Testo di lettura:
Non sempre i rapporti sociali sono improntati ad una serena convivenza, anzi non mancano le occasioni di dissapori, che talora sfociano in aggressività impulsive che possono avere serie conseguenze. Nel Cinquecento l’aggressività era ricorrente e, siccome gli uomini giravano armati di coltelli o spade, non era infrequente che da un diverbio si passasse alle vie di fatto e che ci scappasse il ferito o anche il morto.

La Repubblica di Venezia era drastica nel reprimere gli episodi di violenza, che nei casi di effusione di sangue erano affidati al giudizio del Giudice al Maleficio di Bergamo. Nei casi più gravi era previsto il bando dal territorio della Repubblica con la confisca dei beni e la pena di morte.

Il giudice procedeva tuttavia su querela della vittima o dei suoi parenti, ma il suo giudizio poteva mutare se si era giunti ad una riappacificazione.

Nel gennaio 1560 Gio.Antonio Girardi, mentre si trovava nella città di Lodi, era stato aggredito da Alessandro e Paolo Cerpelloni di quel luogo; le ferite inferte avevano provocato la morte della vittima. Gli aggressori erano stati condannati dal tribunale ed erano stati messi al bando. Tre anni dopo però il fratello della vittima concede il suo perdono ai due banditi, a seguito del quale sono cancellati il bando e la condanna a loro inferti, e possono riprendere in piena libertà il loro posto nel proprio contesto sociale.

Nel 1571, durante un diverbio, il giovane Battista Regazzoni che abitava in Piazza è ucciso con una archibugiata dal vicino Bernardino Benvenuti, che è bandito in perpetuo dal territorio della Repubblica. Ma nel gennaio 1572 il sessantenne Alberto, padre della vittima, di sua iniziativa e per debito di coscienza, dichiara il suo perdono a Giovanni padre di Bernardino, affermando che lo stesso Bernardino era stato provocato da Battista. Fa quindi redigere una richiesta di indulgenza, perchè Bernardino sia liberato dal bando.

Nel 1572 Battista Bonasio di Albino aveva ferito Paolo Zoi figlio di Sandrino di S.Gallo, uno dei suoi dipendenti nella tenuta di Scanzo, con successiva morte: era stato quindi processato dal Giudice al Maleficio di Bergamo. Però Sandrino Zoi, anche a nome della moglie e dei figli, perdona al suo padrone ogni ingiuria e offesa e prega che venga liberato, impegnandosi a mantenere la pace con lui.

Esercizio 1:
Secondo il testo di lettura, chi uccise Battista Regazzoni nel 1571?

Estratti di dati di etichettatura delle posizioni:
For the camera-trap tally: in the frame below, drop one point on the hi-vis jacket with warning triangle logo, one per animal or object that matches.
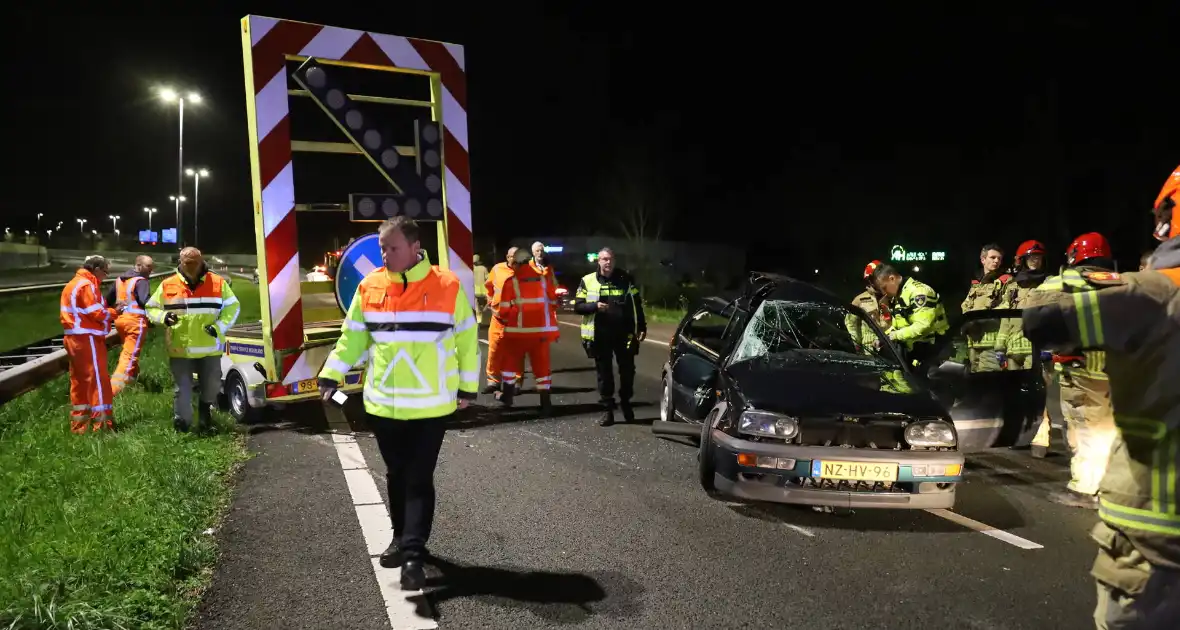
(421, 340)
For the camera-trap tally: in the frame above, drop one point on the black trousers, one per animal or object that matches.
(603, 352)
(411, 451)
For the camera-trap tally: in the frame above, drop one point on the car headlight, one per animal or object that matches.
(930, 433)
(768, 425)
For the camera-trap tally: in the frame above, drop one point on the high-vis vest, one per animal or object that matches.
(526, 303)
(210, 302)
(125, 295)
(84, 310)
(421, 340)
(594, 290)
(918, 315)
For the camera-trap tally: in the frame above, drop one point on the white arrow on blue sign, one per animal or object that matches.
(358, 260)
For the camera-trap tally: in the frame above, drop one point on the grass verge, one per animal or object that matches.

Esercizio 2:
Nell'elenco, dalla riga che contiene "headlight, one per animal or object that matches." fino alla fine, sostituisci per favore "frame" con "image" e riscrivi solo quel tratto, lasciando invariato tutto il resto.

Risultato 1:
Lo uccise il vicino Bernardino Benvenuti, con un'archibugiata.

Risultato 2:
For the camera-trap tally: in the image above, drop one point on the car headlight, one per animal or object that matches.
(930, 433)
(768, 425)
For the camera-trap tally: in the image above, drop one point on the high-vis vest, one per animal or object that matches.
(526, 303)
(210, 302)
(125, 295)
(84, 310)
(421, 340)
(594, 290)
(918, 315)
For the camera-trap tally: in the image above, drop one point on the white arrow on blue sign, one per animal or object that matches.
(358, 260)
For the camera-trap tally: in the image above, drop one point on the grass verge, one per animal or object that matches.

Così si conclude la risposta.